Data items
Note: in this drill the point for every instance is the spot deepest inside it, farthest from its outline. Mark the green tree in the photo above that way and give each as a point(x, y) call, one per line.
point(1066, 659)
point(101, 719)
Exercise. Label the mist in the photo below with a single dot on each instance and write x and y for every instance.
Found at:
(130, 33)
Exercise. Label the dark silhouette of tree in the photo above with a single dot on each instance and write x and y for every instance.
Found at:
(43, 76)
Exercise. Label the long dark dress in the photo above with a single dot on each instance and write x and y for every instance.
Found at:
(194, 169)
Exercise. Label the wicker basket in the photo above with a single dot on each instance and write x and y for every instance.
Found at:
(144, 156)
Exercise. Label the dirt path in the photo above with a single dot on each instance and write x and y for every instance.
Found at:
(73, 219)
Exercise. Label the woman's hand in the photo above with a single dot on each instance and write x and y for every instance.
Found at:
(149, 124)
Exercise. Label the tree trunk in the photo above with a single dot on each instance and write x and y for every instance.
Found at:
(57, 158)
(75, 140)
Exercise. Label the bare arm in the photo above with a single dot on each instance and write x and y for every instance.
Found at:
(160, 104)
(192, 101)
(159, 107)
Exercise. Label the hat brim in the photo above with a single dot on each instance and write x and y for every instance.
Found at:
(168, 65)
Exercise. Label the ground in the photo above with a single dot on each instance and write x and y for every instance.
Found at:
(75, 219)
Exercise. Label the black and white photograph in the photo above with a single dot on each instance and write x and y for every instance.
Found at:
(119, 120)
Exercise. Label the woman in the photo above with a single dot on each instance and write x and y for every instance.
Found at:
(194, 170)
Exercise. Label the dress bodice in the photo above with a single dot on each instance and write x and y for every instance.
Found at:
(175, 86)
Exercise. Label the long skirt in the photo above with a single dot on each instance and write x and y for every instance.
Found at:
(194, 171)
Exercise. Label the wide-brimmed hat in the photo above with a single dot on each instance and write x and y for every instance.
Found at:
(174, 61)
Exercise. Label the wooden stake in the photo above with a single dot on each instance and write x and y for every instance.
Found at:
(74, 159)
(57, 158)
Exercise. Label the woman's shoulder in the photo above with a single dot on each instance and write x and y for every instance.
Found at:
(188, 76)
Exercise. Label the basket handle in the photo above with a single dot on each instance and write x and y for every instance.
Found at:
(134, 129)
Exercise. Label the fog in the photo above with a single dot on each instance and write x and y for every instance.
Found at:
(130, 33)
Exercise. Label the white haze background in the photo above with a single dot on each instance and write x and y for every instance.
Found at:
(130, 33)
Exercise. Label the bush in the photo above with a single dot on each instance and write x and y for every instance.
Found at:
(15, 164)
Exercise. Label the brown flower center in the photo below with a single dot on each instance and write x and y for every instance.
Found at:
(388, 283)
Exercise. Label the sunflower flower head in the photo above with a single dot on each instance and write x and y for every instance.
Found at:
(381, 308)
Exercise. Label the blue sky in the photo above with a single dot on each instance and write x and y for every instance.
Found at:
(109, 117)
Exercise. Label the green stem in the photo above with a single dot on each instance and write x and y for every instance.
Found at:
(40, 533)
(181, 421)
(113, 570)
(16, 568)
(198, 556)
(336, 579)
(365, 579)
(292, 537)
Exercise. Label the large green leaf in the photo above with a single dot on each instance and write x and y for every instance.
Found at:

** TASK **
Among the entries above, the line containing "Exercise. Label the woman in", the line containing "Exercise. Label the green", and all lines between them are to be restated word for word; nothing else belongs in the reply.

** YOUR RESPONSE **
Exercise. Label the woman in the photo above with a single dot on each instance and write x and y for every instance.
Found at:
(194, 170)
Exercise. Label the dress bodice in the photo above with a single dot on each instance and write x and y for every instance.
Found at:
(175, 86)
Exercise. Label the long skirt in the photo above with a single dot on each instance and write x and y for every instance.
Found at:
(194, 171)
Exercise. Label the wide-brimmed hat in the photo above with a single dot on each instance and write x and y for every instance.
Found at:
(174, 61)
Exercise. Label the wooden stake in the photo above with a single dot on each instance and write x and y for every instance.
Found at:
(74, 159)
(57, 158)
Exercise. Label the woman's shoulder in the photo above with a single dot on each instance and write x and y for every instance.
Found at:
(188, 76)
Exercise. Label the basket handle in the photo above with a single dot on each instance and write x and y for every instance.
Found at:
(134, 129)
Exercise. Label the fog in the photo above with a single dot on each instance and write x and y for every instance.
Found at:
(130, 33)
Exercise. Label the white haze background in the photo above with a single dot on each instance and write x and y for every instance.
Found at:
(130, 33)
Exercise. Label the bush in the photo above with a single dot on each instance and write x and y for every instance.
Found at:
(15, 164)
Exercise. Label the brown flower center in the photo below with a single dot on each instance and write x and y for every instance.
Found at:
(388, 283)
Exercise. Label the sunflower flower head in the photo above with a single dot on each instance and write x and y for every instance.
Found at:
(381, 308)
Exercise. Label the blue sky in the photo above with a single dot on each instance and write x and y for every instance.
Found at:
(109, 117)
Exercise. Label the green stem in the photo above with a single dot on each instance and write x and y for every instance.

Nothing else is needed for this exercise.